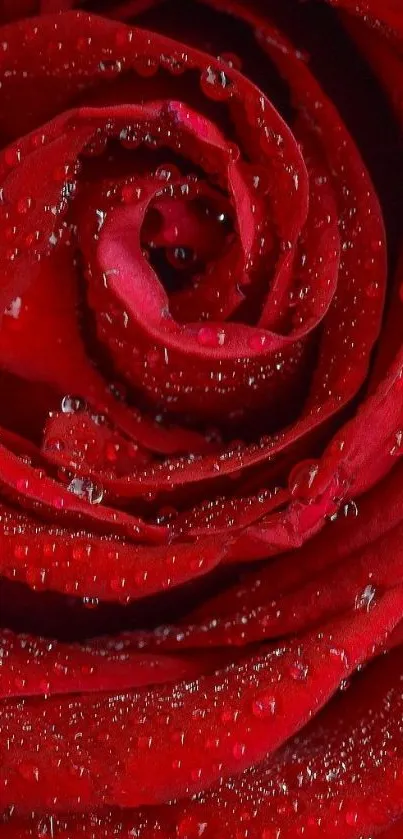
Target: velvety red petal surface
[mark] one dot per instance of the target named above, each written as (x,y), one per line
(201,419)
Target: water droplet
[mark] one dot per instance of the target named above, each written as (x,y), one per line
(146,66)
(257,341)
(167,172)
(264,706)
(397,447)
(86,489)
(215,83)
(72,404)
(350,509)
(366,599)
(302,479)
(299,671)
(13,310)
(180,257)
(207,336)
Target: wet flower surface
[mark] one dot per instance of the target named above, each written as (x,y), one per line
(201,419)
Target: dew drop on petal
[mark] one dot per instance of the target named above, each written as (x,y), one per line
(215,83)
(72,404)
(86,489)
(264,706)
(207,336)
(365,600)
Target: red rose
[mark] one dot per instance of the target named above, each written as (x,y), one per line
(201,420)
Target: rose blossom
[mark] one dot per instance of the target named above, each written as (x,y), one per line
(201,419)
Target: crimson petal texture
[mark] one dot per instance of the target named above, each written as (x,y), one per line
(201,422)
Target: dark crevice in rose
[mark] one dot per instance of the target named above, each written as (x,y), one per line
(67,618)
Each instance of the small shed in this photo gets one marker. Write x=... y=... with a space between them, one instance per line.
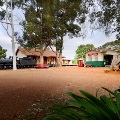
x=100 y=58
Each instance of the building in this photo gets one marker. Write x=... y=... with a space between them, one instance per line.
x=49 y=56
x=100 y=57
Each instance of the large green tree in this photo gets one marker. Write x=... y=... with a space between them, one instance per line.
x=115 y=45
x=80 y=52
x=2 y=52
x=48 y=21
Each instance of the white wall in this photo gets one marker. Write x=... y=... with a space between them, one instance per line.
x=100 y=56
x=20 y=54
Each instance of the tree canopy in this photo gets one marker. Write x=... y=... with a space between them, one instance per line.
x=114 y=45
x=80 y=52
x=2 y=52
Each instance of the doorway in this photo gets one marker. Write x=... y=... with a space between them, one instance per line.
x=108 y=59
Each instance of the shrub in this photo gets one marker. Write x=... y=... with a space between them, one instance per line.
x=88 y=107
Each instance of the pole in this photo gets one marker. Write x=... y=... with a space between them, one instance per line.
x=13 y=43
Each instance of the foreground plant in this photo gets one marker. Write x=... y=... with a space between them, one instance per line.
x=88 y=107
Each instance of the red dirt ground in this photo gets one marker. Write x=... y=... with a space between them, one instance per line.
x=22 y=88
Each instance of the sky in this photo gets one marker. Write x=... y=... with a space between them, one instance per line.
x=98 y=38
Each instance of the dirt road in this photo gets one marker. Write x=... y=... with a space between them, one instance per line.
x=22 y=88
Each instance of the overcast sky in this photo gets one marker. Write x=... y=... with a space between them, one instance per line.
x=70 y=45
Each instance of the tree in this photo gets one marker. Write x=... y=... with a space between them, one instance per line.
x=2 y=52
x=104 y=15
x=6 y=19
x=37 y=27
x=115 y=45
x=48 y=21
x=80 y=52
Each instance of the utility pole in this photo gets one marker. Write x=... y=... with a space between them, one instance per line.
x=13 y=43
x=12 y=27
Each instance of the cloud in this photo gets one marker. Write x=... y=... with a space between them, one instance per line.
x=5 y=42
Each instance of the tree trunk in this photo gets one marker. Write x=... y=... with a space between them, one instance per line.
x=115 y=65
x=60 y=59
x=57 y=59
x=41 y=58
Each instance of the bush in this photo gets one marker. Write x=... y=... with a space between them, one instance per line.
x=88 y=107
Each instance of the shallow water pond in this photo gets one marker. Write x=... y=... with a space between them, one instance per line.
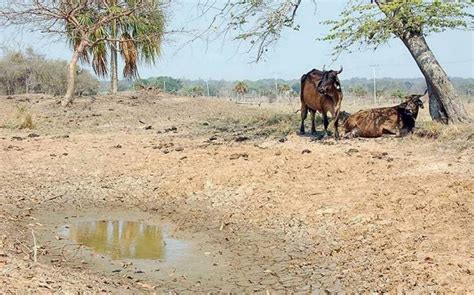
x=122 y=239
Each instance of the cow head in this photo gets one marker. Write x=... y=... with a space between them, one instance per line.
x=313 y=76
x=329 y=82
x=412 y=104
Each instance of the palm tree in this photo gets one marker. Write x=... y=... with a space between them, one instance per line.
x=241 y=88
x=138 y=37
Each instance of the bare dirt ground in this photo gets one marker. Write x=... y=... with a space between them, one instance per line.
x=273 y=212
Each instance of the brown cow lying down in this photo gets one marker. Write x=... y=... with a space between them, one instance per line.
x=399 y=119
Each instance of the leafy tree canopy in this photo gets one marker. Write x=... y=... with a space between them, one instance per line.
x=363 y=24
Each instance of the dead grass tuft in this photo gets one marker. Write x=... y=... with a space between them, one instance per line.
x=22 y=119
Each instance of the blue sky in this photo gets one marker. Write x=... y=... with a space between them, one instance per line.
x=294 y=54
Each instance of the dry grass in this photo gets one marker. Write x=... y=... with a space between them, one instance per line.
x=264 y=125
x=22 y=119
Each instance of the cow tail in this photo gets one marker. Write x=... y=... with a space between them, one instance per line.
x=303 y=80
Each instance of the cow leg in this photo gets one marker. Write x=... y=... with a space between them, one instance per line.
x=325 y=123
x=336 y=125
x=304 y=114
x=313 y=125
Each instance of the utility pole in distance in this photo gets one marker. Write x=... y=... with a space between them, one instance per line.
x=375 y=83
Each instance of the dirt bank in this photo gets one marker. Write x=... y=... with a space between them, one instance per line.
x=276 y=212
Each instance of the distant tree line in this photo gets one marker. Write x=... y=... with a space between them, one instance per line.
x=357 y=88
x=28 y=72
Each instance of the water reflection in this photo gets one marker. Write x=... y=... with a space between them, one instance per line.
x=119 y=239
————————
Mettez en forme les items allant de la ligne contenant "Each instance of the shallow" jusqu'à celle contenant "x=399 y=119", toutes deux comprises, en CSV à deux colonnes nommées consigne et réponse, avec une ligne par item, chaque champ entre guillemets et les retours à la ligne remplacés par des espaces. Laissez les images de côté.

consigne,réponse
"Each instance of the shallow water pond in this photo gets one marker. Write x=... y=... with a space between them, one instance per line.","x=122 y=239"
"Each instance of the cow head in this photo gets one marker. Write x=... y=... with a space between them, one instance per line.","x=313 y=76 x=329 y=82 x=412 y=104"
"Each instance of the palm tree in this photo gets one marker. Write x=... y=... with a space between them, one instance per line.","x=241 y=88 x=138 y=37"
"Each instance of the bare dirt ground in this photo gets one marker. Write x=... y=... with a space between them, one instance per line.","x=273 y=212"
"Each instance of the brown cow lying down in this photo gets one marker. Write x=... y=... with a space between them, one instance per line.","x=399 y=119"